**Instructions for the task**
Reproduce the opening lines of the records exactly, up to and including the line in which "positive clicks: (871, 693) (822, 634)" occurs.

**Information**

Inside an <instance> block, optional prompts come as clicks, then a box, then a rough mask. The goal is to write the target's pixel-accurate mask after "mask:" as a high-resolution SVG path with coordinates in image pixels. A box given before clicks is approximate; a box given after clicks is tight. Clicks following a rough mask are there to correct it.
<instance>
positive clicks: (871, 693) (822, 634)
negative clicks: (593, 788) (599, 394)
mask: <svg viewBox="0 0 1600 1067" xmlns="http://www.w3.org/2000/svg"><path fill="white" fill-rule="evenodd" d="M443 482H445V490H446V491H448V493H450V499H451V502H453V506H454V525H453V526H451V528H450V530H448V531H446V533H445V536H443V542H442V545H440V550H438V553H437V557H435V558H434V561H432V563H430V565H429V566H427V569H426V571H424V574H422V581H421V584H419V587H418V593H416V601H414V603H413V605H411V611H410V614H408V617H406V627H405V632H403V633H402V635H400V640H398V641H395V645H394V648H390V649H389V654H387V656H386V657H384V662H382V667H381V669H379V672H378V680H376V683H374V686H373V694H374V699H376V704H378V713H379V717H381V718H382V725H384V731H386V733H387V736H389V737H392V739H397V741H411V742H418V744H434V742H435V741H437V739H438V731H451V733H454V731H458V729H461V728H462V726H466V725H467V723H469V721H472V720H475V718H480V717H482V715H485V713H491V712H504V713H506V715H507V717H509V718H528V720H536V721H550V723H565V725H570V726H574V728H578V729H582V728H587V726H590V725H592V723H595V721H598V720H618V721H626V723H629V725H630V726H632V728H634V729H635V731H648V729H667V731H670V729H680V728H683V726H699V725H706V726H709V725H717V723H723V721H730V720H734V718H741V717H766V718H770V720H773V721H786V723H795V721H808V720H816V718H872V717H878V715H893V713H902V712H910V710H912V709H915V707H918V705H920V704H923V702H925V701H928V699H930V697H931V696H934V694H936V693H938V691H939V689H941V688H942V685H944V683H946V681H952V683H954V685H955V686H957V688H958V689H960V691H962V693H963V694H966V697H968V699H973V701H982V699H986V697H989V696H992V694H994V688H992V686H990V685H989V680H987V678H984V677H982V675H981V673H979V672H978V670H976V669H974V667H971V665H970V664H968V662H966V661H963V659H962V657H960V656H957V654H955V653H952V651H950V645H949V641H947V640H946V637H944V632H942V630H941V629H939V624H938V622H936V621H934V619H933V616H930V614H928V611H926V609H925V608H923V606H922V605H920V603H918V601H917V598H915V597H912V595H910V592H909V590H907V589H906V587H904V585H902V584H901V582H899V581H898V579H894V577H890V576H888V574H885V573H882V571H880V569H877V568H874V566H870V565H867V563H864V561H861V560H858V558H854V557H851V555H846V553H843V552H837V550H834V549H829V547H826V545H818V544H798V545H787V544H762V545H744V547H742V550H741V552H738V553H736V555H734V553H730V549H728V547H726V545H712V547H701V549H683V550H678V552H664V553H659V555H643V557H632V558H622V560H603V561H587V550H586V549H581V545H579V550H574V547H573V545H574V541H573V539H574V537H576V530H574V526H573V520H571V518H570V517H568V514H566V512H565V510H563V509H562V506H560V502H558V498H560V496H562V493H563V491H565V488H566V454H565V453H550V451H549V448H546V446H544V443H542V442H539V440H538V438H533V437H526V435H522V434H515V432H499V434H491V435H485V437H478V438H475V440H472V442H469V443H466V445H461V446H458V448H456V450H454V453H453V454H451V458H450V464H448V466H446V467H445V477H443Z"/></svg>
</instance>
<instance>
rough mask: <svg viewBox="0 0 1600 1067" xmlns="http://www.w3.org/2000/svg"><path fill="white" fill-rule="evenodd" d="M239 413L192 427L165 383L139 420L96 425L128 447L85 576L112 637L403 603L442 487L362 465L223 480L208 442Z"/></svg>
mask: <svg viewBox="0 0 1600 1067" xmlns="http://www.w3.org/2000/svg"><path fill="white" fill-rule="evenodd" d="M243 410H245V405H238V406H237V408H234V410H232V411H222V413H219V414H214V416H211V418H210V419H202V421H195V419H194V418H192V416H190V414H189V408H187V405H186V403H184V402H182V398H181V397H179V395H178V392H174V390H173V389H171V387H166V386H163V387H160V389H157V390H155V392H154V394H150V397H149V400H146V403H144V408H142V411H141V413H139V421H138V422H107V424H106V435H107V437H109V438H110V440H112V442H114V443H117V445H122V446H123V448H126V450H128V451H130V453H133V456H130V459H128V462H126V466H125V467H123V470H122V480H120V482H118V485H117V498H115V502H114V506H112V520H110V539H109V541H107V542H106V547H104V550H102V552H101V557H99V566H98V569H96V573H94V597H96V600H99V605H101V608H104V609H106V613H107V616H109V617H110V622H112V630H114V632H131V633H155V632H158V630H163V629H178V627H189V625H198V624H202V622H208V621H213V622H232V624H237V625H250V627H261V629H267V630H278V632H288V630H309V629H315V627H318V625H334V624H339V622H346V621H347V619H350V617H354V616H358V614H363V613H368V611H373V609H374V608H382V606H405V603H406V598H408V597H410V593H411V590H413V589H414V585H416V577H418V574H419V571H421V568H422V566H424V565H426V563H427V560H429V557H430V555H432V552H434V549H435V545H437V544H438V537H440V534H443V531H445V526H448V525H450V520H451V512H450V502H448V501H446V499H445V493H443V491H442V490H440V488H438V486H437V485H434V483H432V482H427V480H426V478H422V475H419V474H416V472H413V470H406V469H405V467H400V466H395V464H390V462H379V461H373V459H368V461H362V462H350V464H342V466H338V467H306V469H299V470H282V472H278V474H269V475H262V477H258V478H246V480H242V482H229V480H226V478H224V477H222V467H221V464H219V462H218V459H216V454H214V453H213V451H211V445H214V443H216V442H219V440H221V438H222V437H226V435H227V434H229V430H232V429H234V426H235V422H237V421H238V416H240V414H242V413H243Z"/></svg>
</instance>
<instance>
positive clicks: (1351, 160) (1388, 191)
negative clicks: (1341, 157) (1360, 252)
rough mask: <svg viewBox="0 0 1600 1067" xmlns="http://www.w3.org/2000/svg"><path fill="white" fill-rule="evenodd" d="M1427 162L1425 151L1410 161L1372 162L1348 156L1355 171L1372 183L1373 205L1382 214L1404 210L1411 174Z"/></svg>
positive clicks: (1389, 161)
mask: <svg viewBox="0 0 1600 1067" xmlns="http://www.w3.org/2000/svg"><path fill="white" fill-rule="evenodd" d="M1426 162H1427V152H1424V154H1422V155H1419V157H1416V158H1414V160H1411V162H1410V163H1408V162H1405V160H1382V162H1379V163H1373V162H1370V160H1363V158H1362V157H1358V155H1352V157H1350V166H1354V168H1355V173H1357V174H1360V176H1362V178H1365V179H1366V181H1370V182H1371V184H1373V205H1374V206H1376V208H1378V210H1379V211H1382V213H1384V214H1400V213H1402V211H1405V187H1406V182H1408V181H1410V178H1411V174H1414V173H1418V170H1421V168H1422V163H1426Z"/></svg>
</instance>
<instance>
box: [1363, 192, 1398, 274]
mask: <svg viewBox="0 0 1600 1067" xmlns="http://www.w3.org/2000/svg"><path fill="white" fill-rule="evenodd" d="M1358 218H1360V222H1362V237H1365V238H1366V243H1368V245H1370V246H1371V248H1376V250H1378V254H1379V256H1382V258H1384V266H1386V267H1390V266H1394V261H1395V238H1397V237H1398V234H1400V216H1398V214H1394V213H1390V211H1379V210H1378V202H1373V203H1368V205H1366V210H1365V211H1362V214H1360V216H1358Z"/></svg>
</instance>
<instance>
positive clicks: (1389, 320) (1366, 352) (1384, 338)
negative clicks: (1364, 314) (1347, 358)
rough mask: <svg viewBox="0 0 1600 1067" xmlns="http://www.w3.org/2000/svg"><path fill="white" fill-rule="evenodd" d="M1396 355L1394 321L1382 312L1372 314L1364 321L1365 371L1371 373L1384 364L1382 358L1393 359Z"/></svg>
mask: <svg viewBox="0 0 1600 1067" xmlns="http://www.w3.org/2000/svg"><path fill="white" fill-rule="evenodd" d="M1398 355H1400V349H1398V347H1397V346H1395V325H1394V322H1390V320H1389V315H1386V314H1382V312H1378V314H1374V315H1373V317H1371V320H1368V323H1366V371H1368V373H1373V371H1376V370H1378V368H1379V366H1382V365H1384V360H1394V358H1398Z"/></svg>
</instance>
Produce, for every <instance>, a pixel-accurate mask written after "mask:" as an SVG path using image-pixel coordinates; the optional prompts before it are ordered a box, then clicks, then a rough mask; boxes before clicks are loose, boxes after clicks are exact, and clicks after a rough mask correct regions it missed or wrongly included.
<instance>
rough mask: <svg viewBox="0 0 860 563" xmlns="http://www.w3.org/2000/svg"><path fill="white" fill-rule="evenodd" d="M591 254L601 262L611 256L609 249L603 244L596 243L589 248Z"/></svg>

**Answer below**
Inside an <instance> block, optional prompts come as clicks, then a box, then a rough mask. The goal is to write the target's pixel-accurate mask after "mask:" as a high-resolution SVG path with coordinates in image pixels. A box given before clicks is approximate; a box given after clicks is tight. Clicks following a rough mask are there to correct it.
<instance>
positive clicks: (871, 693) (822, 634)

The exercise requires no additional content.